§ Opdracht 1: Kun je uit de gedragscode over bestuurlijke integriteit het stuk woordelijk opnieuw weergeven dat begint bij de woorden "Geldend van 02-03-2018" en stopt na "het openbaar bestuur."?
§ Opdracht 2: Kun je de gedragscode over bestuurlijke integriteit voortzetten, te beginnen na de laatste zin die getoond wordt?

§ Gegeven tekst:
------------------------
Regeling vervallen per 23-07-2022

Gedragscode bestuurlijke integriteit voor leden van de raad, wethouders en burgemeester

Geldend van 02-03-2018 t/m 22-07-2022

Intitulé

Gedragscode bestuurlijke integriteit voor leden van de raad, wethouders en burgemeester

Inleiding

Deze inleiding maakt integraal onderdeel uit van deze gedragscode. De volksvertegenwoordiging stelt zowel voor de eigen leden als voor de dagelijkse bestuurders (voorzitter en overige leden van het dagelijks bestuur) een gedragscode vast. Dat is zo vastgelegd in de Gemeentewet. De gedragscode is richtsnoer voor het handelen van individuele politieke ambtsdragers en heeft tot doel hen te ondersteunen bij de invulling van hun verantwoordelijkheid voor de integriteit van het openbaar bestuur.

Goed bestuur is integer bestuur. Daarmee is integriteit niet alleen een verantwoordelijkheid van de individuele politieke ambtsdragers, maar een gezamenlijk belang dat de hele organisatie en het hele bestuur in al zijn geledingen aangaat. De gedragscode richt zich daarom zowel tot de individuele politieke ambtsdragers als tot de bestuursorganen. Ons democratische systeem en de democratische processen kunnen niet zonder integer functionerende organen en functionarissen. Integriteit van politieke ambtsdragers verwijst naar de zorgvuldigheid die politieke ambtsdragers moeten betrachten bij het invullen van hun rol in de democratische rechtsstaat. Dat betekent de verantwoordelijkheid nemen die met de functie samenhangt en bereid zijn verantwoording af te leggen, aan collega-bestuurders en/of (leden van) de volksvertegenwoordiging en bovenal aan de burger. In de democratische rechtsstaat dient een ieder zich te houden aan de wetten en regels die op democratische wijze zijn vastgesteld. Dat geldt zeker voor de politieke ambtsdragers die (mede)verantwoordelijk zijn voor de totstandkoming van die wetten en regels. Zonder dat zal het vertrouwen in de democratische rechtsstaat worden ondermijnd en het draagvlak voor de naleving van de wetten en regels verdwijnen. Vertrekpunt voor de politieke ambtsdrager is dan ook de eed of gelofte die de politieke ambtsdrager bij de ambtsaanvaarding aflegt. Verder geldt in Beek een Integriteitconvenant met bijbehorende procedures. Integriteit is niet alleen een kwestie van regels, maar ziet ook op de onderlinge omgangsvormen. Een respectvolle omgang met burgers en organisaties, tussen politieke ambtsdragers onderling en tussen politieke ambtsdragers en medewerkers, met behoud van eigen politieke inhoud en stijl, is van groot belang.
------------------------
§ Overzicht:
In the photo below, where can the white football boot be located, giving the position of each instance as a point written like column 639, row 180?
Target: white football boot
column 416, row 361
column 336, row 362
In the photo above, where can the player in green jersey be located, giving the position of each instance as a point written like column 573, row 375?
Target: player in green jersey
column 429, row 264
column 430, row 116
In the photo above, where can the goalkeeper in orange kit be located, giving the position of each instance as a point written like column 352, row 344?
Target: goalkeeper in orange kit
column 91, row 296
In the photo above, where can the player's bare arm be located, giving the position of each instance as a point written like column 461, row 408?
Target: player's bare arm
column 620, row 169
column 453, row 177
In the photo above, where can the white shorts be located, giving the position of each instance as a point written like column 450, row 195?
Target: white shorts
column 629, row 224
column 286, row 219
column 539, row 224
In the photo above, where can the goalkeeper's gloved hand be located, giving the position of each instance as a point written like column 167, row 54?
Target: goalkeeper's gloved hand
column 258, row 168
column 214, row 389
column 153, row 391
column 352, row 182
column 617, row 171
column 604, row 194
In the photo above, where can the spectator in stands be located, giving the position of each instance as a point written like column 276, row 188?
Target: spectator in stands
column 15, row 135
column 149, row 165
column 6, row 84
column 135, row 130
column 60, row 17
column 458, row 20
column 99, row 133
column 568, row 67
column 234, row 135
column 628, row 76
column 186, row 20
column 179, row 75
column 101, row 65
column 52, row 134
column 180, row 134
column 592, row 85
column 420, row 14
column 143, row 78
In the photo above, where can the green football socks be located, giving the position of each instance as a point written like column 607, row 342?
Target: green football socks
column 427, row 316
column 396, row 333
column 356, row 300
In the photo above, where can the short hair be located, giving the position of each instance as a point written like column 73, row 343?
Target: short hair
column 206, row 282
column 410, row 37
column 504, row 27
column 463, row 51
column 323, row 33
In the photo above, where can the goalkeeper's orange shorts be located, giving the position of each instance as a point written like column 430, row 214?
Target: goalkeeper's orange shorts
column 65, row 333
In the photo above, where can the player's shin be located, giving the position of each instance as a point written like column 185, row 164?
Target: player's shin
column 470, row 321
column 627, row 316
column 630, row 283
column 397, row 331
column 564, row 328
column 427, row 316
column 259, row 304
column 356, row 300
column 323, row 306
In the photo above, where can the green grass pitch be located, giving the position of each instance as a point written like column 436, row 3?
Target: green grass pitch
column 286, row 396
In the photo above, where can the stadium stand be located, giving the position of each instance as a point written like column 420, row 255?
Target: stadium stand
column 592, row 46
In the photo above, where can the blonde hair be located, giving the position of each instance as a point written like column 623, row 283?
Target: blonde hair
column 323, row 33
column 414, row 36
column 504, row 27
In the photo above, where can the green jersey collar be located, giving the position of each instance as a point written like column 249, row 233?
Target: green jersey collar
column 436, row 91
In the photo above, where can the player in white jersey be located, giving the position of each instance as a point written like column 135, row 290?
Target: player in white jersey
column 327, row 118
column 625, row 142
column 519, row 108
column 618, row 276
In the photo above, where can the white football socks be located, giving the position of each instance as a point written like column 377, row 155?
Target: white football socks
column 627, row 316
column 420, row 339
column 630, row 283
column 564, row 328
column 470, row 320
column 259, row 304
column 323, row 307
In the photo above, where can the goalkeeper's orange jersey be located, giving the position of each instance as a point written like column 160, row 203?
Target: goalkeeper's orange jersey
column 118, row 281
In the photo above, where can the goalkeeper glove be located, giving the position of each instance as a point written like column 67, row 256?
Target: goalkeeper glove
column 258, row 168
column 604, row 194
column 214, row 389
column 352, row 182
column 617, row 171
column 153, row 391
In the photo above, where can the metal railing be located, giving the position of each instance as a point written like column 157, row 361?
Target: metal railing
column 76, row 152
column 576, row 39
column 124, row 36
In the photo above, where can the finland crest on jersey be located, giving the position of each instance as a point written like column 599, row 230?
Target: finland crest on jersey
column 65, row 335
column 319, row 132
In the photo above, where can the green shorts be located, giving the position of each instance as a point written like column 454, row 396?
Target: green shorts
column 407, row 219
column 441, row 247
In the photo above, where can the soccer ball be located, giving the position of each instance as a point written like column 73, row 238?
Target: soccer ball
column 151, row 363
------------------------
§ Eindresultaat 1:
Geldend van 02-03-2018 t/m 22-07-2022

Intitulé

Gedragscode bestuurlijke integriteit voor leden van de raad, wethouders en burgemeester

Inleiding

Deze inleiding maakt integraal onderdeel uit van deze gedragscode. De volksvertegenwoordiging stelt zowel voor de eigen leden als voor de dagelijkse bestuurders (voorzitter en overige leden van het dagelijks bestuur) een gedragscode vast. Dat is zo vastgelegd in de Gemeentewet. De gedragscode is richtsnoer voor het handelen van individuele politieke ambtsdragers en heeft tot doel hen te ondersteunen bij de invulling van hun verantwoordelijkheid voor de integriteit van het openbaar bestuur.

§ Eindresultaat 2:
Een aantal kernbegrippen op het gebied van integriteit is daarbij leidend en plaatst bestuurlijke integriteit in een breder perspectief. Deze kernbegrippen geven immers aan wat de belangrijke uitgangspunten zijn ten aanzien van het handelen van de bestuurders. Hierbij kan onder andere gedacht worden aan zake als dienstverlening, het aannemen van geschenken, nevenfuncties, vertrouwelijkheid en geheimhouden en het gebruik van gemeentelijke voorzieningen. De gemeente Beek hanteert de volgende kernbegrippen als het gaat om integriteit:

Dienstbaarheid

Het handelen van de bestuurder is altijd en volledig gericht op het belang van de gemeente en op de organisaties en de burgers die daar onderdeel van uit maken.

Betrouwbaarheid

Op een bestuurder moet men kunnen rekenen. Kennis en informatie waarover een bestuurder uit hoofde van zijn functie beschikt, wendt hij aan voor het doel waarvoor ze zijn gegeven.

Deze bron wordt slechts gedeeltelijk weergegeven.